▶ [Stated problem A]: In the thread about the ptxas stack size warning, is the warning an assembler warning or a compiler warning?
▶ [Stated problem B]: Copy out every line of the records that contains the string "wooden". Case counts.

▶ [Document section]:
━━━
3

I would like to know the best practice concerning the following type of warning:

ptxas warning : Stack size for entry function '_Z11cuda_kernelv' cannot be statically determined

It appears adding the virtual keyword to the destructor of Internal, i.e. moving from __device__ ~Internal(); to __device__ virtual ~Internal(); in the following programme:

template<typename T>
class Internal {
  T val;
public:
  __device__ Internal();
  __device__ virtual ~Internal();
  __device__ const T& get() const;
};

template<typename T>
__device__ Internal<T>::Internal(): val() {}
template<typename T>
__device__ Internal<T>::~Internal() {}
template<typename T>
__device__ const T& Internal<T>::get() const { return val; }


template<typename T>
class Wrapper {
  Internal<T> *arr;
public:
  __device__ Wrapper(size_t);
  __device__ virtual ~Wrapper();
};

template<typename T>
__device__ Wrapper<T>::Wrapper(size_t len): arr(nullptr) {
  printf("%s\n", __PRETTY_FUNCTION__);
  arr = new Internal<T>[len];
}

template<typename T>
__device__ Wrapper<T>::~Wrapper() {
  delete[] arr;
}

__global__ void cuda_kernel() {
  Wrapper<double> *wp = new Wrapper<double>(10);
  delete wp; 
}

int main() {
  cuda_kernel<<<1,1>>>();
  cudaDeviceSynchronize();
  return 0;
}

Having faced with the warning shown above, I wonder what I should do in this case?

unegare
  • 2,197
  • 1
  • 11
  • 25
  • 1
    Unrelated tactical note: This may have been eliminated during minimization, but [`Wrapper` does not observe the Rule of Three (or friends)](https://en.cppreference.com/w/cpp/language/rule_of_three). – user4581301 Mar 28 '22 at 20:30
  • @user4581301, Thank you for the note, although sticking to the rule even in this short reproducible example does not change nothing with the warning [tested], but I guess not sticking to it in this example makes it more concise and "more to the point". Still and all, thanks for your advice. – unegare Mar 28 '22 at 20:53
  • [Cannot reproduce this online](https://godbolt.org/z/KjrjPfzKc). What compiler version and what compiler flags are you using? – Artyer Mar 28 '22 at 21:30
  • 2
    In your godbolt example, go to the output menu and select "compile to binary". Then you will see the report in godbolt. – Robert Crovella Mar 28 '22 at 22:12
  • 2
    The warning is effectively an assembler optimisation pass warning. All you can do is ignore it, understanding that there are potentially performance opportunities being left on the table – talonmies Mar 28 '22 at 22:39

1 Answers1

2

The very short answer is that there is nothing you can do about this particular warning.

In more detail:

  1. This warning is an assembler warning, not a compiler warning
  2. The NVIDIA toolchain relies on a lot of assembler level optimizations to produce performant SASS machine code that runs on the silicon. The NVIDIA compiler emits PTX virtual machine language which can undergo significant transformation when assembled. This includes resolution of single static assignment form compiler output into static register assignment (and register spilling to local memory), inline expansion of functions, and emission of a statically compiled stack reservation. All of these are potentially performance optimizing operations.
━━━
▶ [Rows]:
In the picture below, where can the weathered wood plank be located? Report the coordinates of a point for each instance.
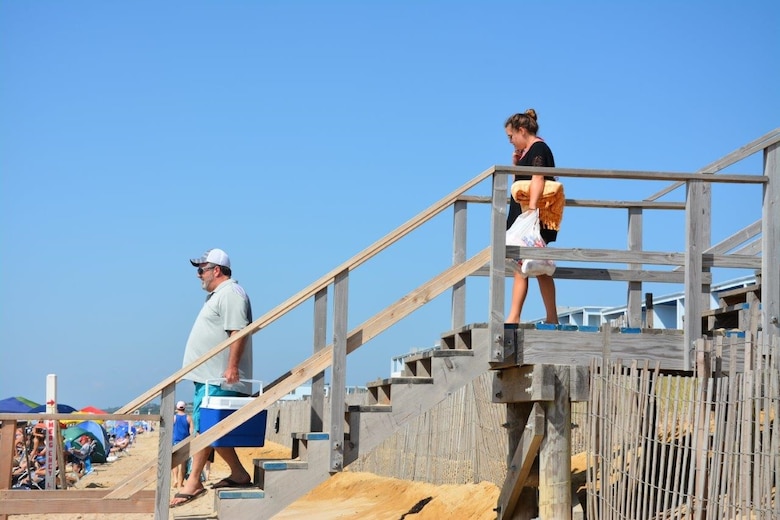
(620, 256)
(615, 275)
(555, 451)
(770, 244)
(636, 175)
(498, 255)
(522, 461)
(585, 203)
(339, 370)
(527, 383)
(579, 348)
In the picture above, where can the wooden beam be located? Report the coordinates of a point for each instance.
(588, 203)
(497, 282)
(555, 451)
(317, 421)
(521, 464)
(620, 256)
(770, 244)
(615, 275)
(634, 297)
(526, 383)
(459, 229)
(695, 243)
(338, 388)
(661, 345)
(636, 175)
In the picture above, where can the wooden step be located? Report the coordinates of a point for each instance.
(423, 364)
(461, 338)
(739, 295)
(380, 391)
(280, 482)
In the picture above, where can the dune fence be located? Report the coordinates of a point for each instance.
(680, 446)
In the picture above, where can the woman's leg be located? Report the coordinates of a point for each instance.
(519, 292)
(547, 288)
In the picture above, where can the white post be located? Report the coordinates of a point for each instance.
(51, 431)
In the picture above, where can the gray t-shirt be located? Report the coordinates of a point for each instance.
(226, 309)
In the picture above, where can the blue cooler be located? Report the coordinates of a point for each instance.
(216, 407)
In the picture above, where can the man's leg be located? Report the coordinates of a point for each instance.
(192, 485)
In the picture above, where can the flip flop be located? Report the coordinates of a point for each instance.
(227, 482)
(187, 497)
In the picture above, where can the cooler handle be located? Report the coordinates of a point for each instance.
(219, 379)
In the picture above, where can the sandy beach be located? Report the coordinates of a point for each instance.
(345, 496)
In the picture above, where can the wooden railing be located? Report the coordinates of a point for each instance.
(695, 261)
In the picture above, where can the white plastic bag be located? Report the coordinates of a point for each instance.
(524, 232)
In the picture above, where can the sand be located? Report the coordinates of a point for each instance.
(345, 496)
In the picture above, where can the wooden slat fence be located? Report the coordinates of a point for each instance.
(682, 447)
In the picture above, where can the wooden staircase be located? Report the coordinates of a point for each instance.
(428, 378)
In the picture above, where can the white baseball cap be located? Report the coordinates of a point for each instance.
(212, 256)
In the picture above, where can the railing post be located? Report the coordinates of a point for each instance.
(694, 246)
(338, 370)
(318, 381)
(458, 257)
(634, 300)
(497, 266)
(164, 460)
(770, 244)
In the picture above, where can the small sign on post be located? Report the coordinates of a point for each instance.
(51, 432)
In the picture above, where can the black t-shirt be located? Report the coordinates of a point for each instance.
(539, 155)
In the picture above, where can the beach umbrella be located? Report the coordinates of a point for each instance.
(92, 409)
(95, 432)
(16, 405)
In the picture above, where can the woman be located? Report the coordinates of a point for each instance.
(530, 150)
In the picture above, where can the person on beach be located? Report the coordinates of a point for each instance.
(226, 311)
(530, 150)
(182, 428)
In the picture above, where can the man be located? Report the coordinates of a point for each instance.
(226, 311)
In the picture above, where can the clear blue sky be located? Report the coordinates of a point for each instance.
(136, 135)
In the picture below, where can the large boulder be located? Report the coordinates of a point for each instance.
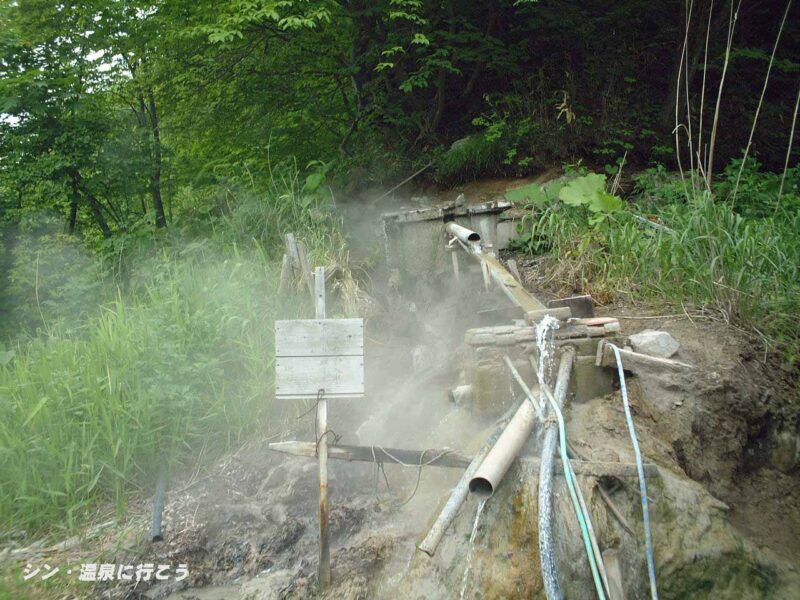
(654, 343)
━━━
▶ [Full output A]: It is an assembler warning, not a compiler warning.

▶ [Full output B]:
In the picture above, where can the wooden beam be located? Report the coordinates of a point for each instance.
In the picture above, where can the wooden step be located? Report the coordinates of a point for each instance.
In the picture above, where can the wooden railing be located? Report the coordinates of a point for each instance.
In the picture above, where can the wooden slat fence be located? Report the coordinates of a point for each instance.
In the picture above, where can the wooden staircase be located? Report the coordinates of a point for each instance.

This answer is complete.